======== TEXT

Figure 1. — A. SCLC NE signature gene expression across different cancer lineages. The expression of NE (left half) and non-NE (right half) genes were averaged by cancer lineages and plotted as a heatmap. The number of cell lines per lineage are visualized as bars plotted right to the heatmap. Note that SCLC and NBL are the two cancer types with the highest number of cell lines in the cluster with high expression of NE genes. B-H, hierarchical clustering of cell lines by omics and functional screening datasets. 1165 cancer cell lines by expression of 19159 genes (B), 897 lines by 214 RPPA features (C), 926 lines by 225 metabolites (D), 688 lines by CRISPR effect score of 509 genes (E), 648 lines by RNAi effect score of 375 genes (F), 624 lines by 208 compounds from GDSC (G), and 794 lines by 168 compounds from CTRP (H). Note the clustering for RNA-seq data was based on the top 10 principal components, RPPA and metabolomics clusterings were based on all available features; dependency and drug clusterings were based on selected consistent features as previously summarized. Each leaf on the dendrogram represents a cell line. The inner rim right outside the dendrogram signifies the cancer lineage and the outer rim indicates the NE score of the cell line.

NE heterogeneity can be observed at inter- and intra-cell line levels for both SCLC and NBL

We assessed NE heterogeneity in SCLC and NBL cell lines by ranking the cell lines in the CCLE panel based on their NE scores. While most of the SCLC and NBL cell lines had positive NE scores and were enriched in the top, a few cell lines had negative NE scores, revealing inter-cell line NE heterogeneity (Figure 2A). We also examined the expression of SCLC NE score signature genes in SCLC and NBL cell lines. Although the signature was established in SCLC cell lines, it was also highly differentially expressed in NBL cell lines (Figure 2B). Four key transcription factors (ASCL1, NEUROD1, POU2F3, and YAP1) have been proposed to define the four molecular subtypes of SCLC. We described their relationship with SCLC NE scores in our previous study [15]. Although these transcription factors have not been used to classify NBL samples, when we examined their expression in NBL cell lines, we observed a pattern of segregation by NE score similar to SCLC - while high-NE-score NBL lines were found to have high expression of ASCL1 or NEUROD1, low-NE-score NBL lines had high expression of YAP1. However, no NBL line was found to express high levels of POU2F3, a tuft cell regulator [41] (Figure 2B). These results suggest that similar transcriptional regulations are involved in driving NE heterogeneity in SCLC and NBL cell lines.

================
======== EXCERPTED DATA

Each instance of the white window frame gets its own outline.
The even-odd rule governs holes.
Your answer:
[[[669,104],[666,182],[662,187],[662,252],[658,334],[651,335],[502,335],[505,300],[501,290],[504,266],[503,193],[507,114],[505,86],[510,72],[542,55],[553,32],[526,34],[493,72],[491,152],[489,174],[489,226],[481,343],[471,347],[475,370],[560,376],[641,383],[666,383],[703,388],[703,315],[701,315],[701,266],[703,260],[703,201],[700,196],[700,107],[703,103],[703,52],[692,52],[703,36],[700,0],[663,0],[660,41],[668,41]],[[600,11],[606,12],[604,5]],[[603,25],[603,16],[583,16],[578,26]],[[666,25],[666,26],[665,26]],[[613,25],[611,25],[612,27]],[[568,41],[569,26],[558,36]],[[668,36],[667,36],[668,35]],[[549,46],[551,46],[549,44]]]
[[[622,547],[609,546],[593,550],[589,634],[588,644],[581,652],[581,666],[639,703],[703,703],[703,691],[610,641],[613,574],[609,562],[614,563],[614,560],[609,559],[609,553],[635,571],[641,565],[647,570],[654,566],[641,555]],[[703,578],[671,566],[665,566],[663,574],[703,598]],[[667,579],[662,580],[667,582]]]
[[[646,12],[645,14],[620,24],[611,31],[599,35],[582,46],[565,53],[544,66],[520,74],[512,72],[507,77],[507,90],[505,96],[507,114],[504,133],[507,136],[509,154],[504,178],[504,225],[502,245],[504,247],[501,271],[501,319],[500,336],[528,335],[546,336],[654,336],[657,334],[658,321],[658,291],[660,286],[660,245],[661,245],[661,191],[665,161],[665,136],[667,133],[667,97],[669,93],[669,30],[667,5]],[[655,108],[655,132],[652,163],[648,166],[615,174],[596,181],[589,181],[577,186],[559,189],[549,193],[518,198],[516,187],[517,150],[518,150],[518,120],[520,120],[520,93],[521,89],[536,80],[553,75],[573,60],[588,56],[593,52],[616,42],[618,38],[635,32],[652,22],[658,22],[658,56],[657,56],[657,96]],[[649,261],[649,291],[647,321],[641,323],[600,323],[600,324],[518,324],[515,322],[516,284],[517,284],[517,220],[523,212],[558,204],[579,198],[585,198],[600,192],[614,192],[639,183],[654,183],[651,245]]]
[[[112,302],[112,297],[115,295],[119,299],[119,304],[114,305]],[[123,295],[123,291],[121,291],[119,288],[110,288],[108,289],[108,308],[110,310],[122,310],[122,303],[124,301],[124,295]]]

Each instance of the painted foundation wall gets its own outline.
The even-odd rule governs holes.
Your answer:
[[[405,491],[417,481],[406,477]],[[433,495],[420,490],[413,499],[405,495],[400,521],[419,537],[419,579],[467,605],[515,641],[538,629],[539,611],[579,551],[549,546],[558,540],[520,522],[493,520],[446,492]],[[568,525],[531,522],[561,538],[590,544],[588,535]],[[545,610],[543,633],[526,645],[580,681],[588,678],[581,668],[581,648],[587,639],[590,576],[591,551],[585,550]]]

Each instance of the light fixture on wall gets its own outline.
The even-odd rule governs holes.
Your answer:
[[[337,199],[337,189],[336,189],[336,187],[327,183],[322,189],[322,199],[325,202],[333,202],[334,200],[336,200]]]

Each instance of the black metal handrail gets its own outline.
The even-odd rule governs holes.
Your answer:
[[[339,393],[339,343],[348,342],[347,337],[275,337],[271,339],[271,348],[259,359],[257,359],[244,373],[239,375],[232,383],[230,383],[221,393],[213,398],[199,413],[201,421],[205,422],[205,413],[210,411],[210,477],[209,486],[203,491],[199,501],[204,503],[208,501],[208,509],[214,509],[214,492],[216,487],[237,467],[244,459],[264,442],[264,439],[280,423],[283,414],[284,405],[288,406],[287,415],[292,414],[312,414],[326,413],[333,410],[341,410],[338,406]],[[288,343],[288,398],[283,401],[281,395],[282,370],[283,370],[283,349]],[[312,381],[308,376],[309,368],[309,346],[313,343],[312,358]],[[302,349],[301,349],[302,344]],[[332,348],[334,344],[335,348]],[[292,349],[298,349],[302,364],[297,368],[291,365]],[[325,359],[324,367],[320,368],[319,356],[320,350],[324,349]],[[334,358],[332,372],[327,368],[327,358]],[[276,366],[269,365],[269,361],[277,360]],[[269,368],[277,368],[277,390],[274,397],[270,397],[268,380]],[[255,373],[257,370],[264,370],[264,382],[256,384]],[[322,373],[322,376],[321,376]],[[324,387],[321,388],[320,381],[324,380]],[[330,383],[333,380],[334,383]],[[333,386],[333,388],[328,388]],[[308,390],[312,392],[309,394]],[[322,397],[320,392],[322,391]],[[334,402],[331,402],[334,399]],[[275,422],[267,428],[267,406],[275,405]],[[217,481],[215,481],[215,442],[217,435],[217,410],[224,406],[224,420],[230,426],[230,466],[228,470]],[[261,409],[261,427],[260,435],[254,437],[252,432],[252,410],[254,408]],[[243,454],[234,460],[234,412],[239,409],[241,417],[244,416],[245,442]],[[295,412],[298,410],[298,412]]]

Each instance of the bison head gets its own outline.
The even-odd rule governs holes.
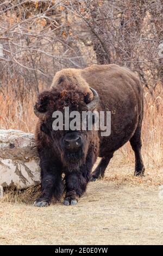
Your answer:
[[[66,130],[54,130],[53,113],[56,111],[62,113],[64,127],[66,125],[65,107],[68,107],[70,113],[78,111],[82,119],[83,111],[93,111],[98,102],[97,92],[90,89],[93,94],[91,102],[87,93],[71,88],[60,92],[56,88],[52,88],[39,95],[37,102],[34,108],[35,115],[40,120],[40,130],[48,136],[52,150],[70,171],[78,169],[82,164],[84,163],[89,149],[94,139],[95,132],[93,130],[72,130],[70,127]],[[82,121],[81,119],[81,124]],[[69,121],[71,121],[71,118]],[[66,125],[67,127],[67,124]]]

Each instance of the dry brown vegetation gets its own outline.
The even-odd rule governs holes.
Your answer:
[[[89,184],[76,209],[60,203],[34,209],[29,204],[39,187],[6,191],[0,244],[162,244],[158,190],[163,184],[162,43],[161,1],[0,2],[0,129],[34,132],[36,94],[61,69],[126,65],[144,88],[146,169],[145,177],[133,176],[134,153],[127,143],[111,160],[104,180]],[[59,238],[51,235],[54,229]]]

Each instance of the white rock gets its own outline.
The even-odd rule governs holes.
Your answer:
[[[0,130],[0,186],[27,188],[40,183],[34,136],[16,130]]]

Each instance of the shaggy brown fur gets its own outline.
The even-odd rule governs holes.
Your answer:
[[[82,112],[92,100],[89,87],[99,96],[97,111],[111,112],[111,131],[108,137],[100,137],[97,131],[78,131],[82,148],[76,153],[65,151],[62,141],[67,131],[52,130],[52,113],[69,106],[70,112]],[[84,70],[64,69],[54,76],[51,89],[41,94],[37,109],[46,114],[36,126],[36,139],[40,157],[42,194],[35,203],[46,206],[53,194],[62,194],[61,174],[65,174],[65,204],[75,204],[85,191],[97,157],[101,162],[92,174],[95,180],[103,176],[114,152],[129,141],[135,155],[135,175],[145,171],[141,154],[141,129],[143,118],[143,93],[137,76],[117,65],[95,65]],[[70,132],[68,131],[68,132]]]

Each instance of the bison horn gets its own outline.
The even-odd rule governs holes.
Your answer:
[[[45,120],[46,119],[46,114],[45,113],[39,112],[37,109],[36,107],[37,104],[36,104],[34,107],[34,112],[36,116],[37,117],[40,119]]]
[[[86,105],[86,106],[89,111],[92,111],[96,108],[99,102],[99,96],[97,92],[95,90],[95,89],[91,88],[91,87],[90,87],[90,88],[93,94],[93,99],[91,102]]]

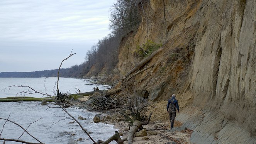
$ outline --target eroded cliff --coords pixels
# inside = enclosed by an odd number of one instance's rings
[[[137,31],[128,34],[120,45],[116,78],[141,60],[133,54],[138,45],[150,39],[163,49],[140,69],[154,67],[117,86],[125,85],[123,91],[135,89],[129,91],[151,101],[173,93],[186,99],[186,93],[192,93],[193,105],[190,104],[187,109],[199,107],[204,112],[178,119],[193,125],[194,142],[225,143],[240,130],[245,134],[242,140],[229,142],[256,143],[256,1],[144,2]]]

================

WORK REQUEST:
Give a two-sentence summary of the text on NE heterogeneity in SCLC and NBL.

RESULT:
Ranking the CCLE cell lines by NE score showed that most SCLC and NBL lines had positive scores and sat near the top, while a few had negative scores, revealing inter-cell line NE heterogeneity; the SCLC NE signature genes were also highly differentially expressed in NBL lines. Among NBL lines, those with high NE scores had high ASCL1 or NEUROD1 expression, those with low NE scores had high YAP1 expression, and none expressed high POU2F3, suggesting that similar transcriptional regulations drive NE heterogeneity in SCLC and NBL cell lines.